____ Extract

Neutral citation: [2025] KEHC 2791 (KLR)

Republic of Kenya

In the High Court at Nairobi (Milimani Commercial Courts)

Commercial and Tax

Income Tax Appeal E130 of 2023

PJO Otieno, J

March 7, 2025

Between

Commissioner of Legal Services & Board Coordination

Appellant

and

KP Investments Limited

Respondent

Judgment

1. The Appellant, Commissioner of Legal Services & Board Coordination, is a principal officer appointed under Section 13 of the Kenya Revenue Authority Act, CAP 469 of Kenya’s laws. Under Section 59(1) of the Act, the Kenya Revenue Authority is an agency of the Government for the collection and receipt of all tax revenue. Further, under Section 5(2) of the Act with respect to the performance of its functions under sub-section (1), the authority is mandated to administer and enforce all provisions of the written laws as set out in Part 1 and 2 of the First Schedule to the Act for the purpose of assessing, collecting and accounting for all revenues in accordance with those laws. The Respondent on the other hand is a Limited Liability Company duly incorporated in the Republic of Kenya and carrying business in Kenya.

________
____ Records shown

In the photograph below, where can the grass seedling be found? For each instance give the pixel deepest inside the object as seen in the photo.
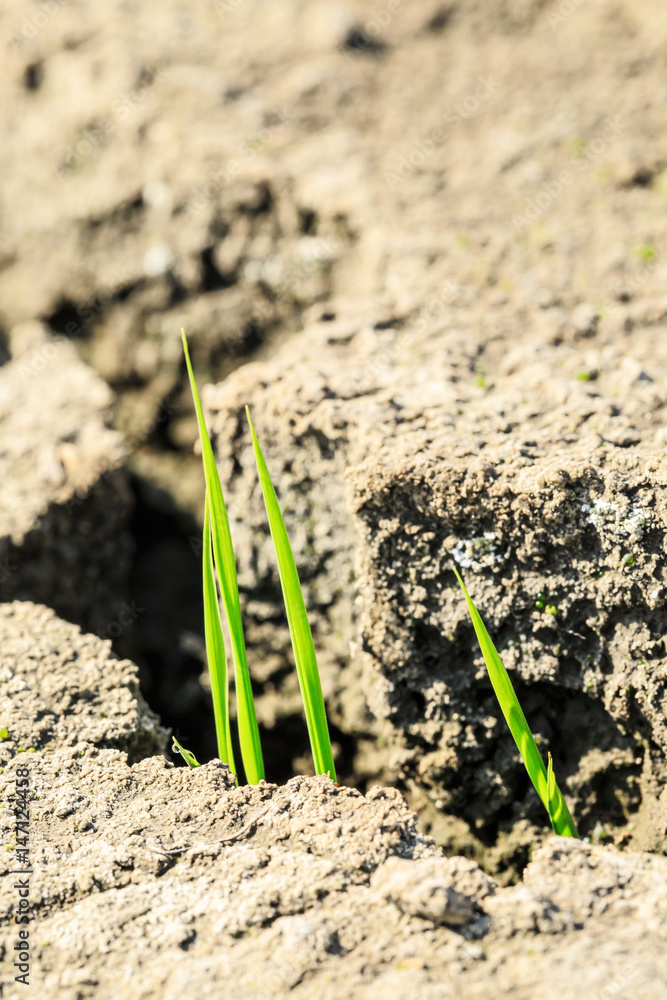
(225, 566)
(297, 618)
(544, 780)
(218, 560)
(215, 647)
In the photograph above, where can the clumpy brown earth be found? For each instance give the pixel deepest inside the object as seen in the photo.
(155, 881)
(438, 233)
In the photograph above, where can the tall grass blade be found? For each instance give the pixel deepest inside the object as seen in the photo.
(225, 564)
(302, 639)
(215, 649)
(551, 797)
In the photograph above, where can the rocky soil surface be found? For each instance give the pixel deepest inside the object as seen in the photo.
(437, 233)
(150, 880)
(65, 503)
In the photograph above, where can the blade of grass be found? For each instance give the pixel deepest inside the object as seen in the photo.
(225, 564)
(187, 756)
(554, 803)
(215, 649)
(300, 634)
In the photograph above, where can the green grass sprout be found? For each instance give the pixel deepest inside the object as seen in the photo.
(225, 565)
(544, 782)
(215, 649)
(297, 618)
(188, 757)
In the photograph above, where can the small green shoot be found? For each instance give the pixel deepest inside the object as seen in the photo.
(543, 780)
(225, 565)
(188, 757)
(215, 648)
(301, 636)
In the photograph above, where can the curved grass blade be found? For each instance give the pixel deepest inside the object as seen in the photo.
(300, 634)
(553, 801)
(225, 564)
(187, 756)
(215, 649)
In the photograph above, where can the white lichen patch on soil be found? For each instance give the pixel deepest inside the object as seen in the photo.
(615, 519)
(478, 552)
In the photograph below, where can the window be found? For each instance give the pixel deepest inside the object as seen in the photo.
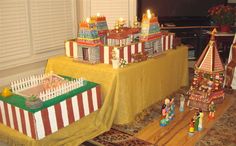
(33, 30)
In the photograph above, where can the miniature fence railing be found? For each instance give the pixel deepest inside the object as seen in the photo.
(62, 89)
(28, 82)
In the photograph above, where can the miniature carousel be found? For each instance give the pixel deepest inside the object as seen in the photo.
(207, 84)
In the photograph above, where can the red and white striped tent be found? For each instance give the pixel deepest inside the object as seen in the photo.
(209, 60)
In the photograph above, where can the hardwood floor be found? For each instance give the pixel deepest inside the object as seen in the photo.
(176, 133)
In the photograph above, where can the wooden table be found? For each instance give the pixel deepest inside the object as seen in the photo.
(125, 91)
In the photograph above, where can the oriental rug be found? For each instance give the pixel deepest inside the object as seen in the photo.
(117, 138)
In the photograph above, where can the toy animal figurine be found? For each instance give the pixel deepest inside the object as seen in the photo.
(191, 127)
(182, 100)
(212, 109)
(200, 119)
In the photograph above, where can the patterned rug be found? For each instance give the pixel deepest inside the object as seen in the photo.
(117, 138)
(221, 134)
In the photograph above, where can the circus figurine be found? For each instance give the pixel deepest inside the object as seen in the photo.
(200, 120)
(191, 127)
(196, 119)
(230, 71)
(182, 100)
(167, 111)
(212, 109)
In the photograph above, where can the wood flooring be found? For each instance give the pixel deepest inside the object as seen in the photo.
(176, 133)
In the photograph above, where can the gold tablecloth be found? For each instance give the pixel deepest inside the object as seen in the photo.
(125, 91)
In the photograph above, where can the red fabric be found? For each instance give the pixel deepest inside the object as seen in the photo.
(46, 122)
(14, 117)
(59, 116)
(23, 121)
(71, 49)
(31, 120)
(7, 114)
(81, 105)
(99, 99)
(129, 53)
(70, 110)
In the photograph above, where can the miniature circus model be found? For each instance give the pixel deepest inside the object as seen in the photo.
(151, 34)
(95, 42)
(196, 123)
(88, 42)
(102, 28)
(207, 84)
(44, 87)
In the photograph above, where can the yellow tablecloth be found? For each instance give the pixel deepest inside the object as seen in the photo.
(125, 91)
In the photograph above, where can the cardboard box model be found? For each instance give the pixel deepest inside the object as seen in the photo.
(61, 105)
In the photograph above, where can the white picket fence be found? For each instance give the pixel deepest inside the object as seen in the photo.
(62, 89)
(27, 82)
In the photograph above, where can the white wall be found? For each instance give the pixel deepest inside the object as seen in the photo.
(86, 8)
(83, 11)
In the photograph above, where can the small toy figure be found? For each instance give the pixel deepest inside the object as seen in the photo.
(182, 100)
(200, 119)
(123, 63)
(167, 111)
(196, 119)
(172, 108)
(191, 127)
(6, 92)
(212, 109)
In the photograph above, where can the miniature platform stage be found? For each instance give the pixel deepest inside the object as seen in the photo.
(60, 106)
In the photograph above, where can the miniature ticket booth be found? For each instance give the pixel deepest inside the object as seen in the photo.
(88, 43)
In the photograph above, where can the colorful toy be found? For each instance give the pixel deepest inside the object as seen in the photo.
(230, 71)
(95, 42)
(33, 102)
(212, 109)
(150, 34)
(207, 84)
(48, 99)
(182, 100)
(6, 92)
(196, 119)
(200, 120)
(167, 111)
(191, 127)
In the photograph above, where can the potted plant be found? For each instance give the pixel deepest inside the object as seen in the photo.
(223, 16)
(115, 60)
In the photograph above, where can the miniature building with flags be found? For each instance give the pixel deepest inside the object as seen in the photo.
(207, 84)
(150, 34)
(64, 100)
(101, 24)
(88, 43)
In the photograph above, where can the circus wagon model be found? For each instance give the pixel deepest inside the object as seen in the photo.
(207, 84)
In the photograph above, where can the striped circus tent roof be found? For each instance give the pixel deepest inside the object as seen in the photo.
(210, 61)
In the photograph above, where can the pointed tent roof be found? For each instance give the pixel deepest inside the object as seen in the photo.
(210, 61)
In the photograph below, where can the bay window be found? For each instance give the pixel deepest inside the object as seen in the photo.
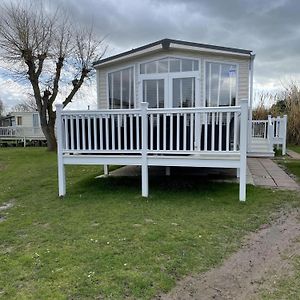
(121, 89)
(221, 84)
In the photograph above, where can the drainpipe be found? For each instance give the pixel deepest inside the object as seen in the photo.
(251, 71)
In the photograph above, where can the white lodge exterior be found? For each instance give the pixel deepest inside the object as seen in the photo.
(169, 103)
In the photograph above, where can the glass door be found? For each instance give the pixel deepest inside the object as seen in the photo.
(183, 92)
(154, 91)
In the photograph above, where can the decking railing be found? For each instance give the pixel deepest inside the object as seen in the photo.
(166, 131)
(21, 133)
(207, 137)
(274, 130)
(259, 129)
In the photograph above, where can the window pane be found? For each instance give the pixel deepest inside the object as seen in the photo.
(125, 89)
(153, 93)
(143, 67)
(121, 89)
(213, 87)
(187, 65)
(220, 84)
(163, 66)
(35, 120)
(174, 65)
(196, 65)
(151, 67)
(184, 92)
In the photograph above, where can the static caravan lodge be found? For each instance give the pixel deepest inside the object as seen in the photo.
(168, 103)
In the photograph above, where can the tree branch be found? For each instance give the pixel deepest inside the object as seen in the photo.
(76, 86)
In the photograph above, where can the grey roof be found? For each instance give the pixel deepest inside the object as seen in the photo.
(165, 43)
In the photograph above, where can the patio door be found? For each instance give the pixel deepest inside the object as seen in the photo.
(184, 91)
(155, 92)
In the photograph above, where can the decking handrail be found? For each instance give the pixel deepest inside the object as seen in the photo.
(20, 132)
(168, 135)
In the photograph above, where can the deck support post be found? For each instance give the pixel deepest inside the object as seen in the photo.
(145, 180)
(61, 167)
(106, 170)
(168, 171)
(243, 148)
(284, 135)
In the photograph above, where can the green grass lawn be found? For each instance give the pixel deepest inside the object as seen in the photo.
(295, 148)
(103, 240)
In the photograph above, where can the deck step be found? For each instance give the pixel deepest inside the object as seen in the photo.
(260, 148)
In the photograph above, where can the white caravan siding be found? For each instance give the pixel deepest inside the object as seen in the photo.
(242, 62)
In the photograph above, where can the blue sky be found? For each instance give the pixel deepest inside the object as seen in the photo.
(271, 28)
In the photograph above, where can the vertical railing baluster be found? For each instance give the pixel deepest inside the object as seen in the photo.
(171, 132)
(235, 131)
(131, 131)
(205, 131)
(72, 132)
(125, 132)
(95, 133)
(65, 118)
(227, 130)
(119, 131)
(101, 133)
(220, 130)
(191, 131)
(184, 131)
(89, 132)
(213, 124)
(177, 132)
(164, 132)
(151, 131)
(106, 133)
(113, 136)
(83, 132)
(137, 132)
(158, 132)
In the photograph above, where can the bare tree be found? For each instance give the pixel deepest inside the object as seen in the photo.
(26, 105)
(1, 108)
(49, 50)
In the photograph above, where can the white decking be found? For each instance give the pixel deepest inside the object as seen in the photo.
(23, 134)
(213, 137)
(265, 134)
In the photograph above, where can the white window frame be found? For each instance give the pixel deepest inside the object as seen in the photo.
(134, 83)
(236, 64)
(168, 78)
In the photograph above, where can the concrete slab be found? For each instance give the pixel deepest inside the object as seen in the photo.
(225, 175)
(267, 173)
(261, 172)
(293, 154)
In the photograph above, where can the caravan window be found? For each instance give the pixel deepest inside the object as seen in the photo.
(120, 89)
(19, 121)
(169, 64)
(221, 84)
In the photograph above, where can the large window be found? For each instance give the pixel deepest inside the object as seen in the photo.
(221, 84)
(19, 121)
(120, 89)
(183, 92)
(170, 64)
(153, 92)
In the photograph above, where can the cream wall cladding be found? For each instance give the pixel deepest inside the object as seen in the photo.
(243, 64)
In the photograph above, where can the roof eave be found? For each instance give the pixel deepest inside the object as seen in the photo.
(173, 44)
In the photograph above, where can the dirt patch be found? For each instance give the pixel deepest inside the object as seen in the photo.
(7, 205)
(263, 257)
(4, 207)
(2, 167)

________

*Given exercise*.
Answer these questions from the judgment excerpt:
1. Which judge is named on the judgment?
2. On what date was the judgment given?
3. Under which section of the Kenya Revenue Authority Act is the Appellant appointed?
The records have nothing to do with this.

*Solution to this task*.
1. PJO Otieno, J
2. March 7, 2025
3. Section 13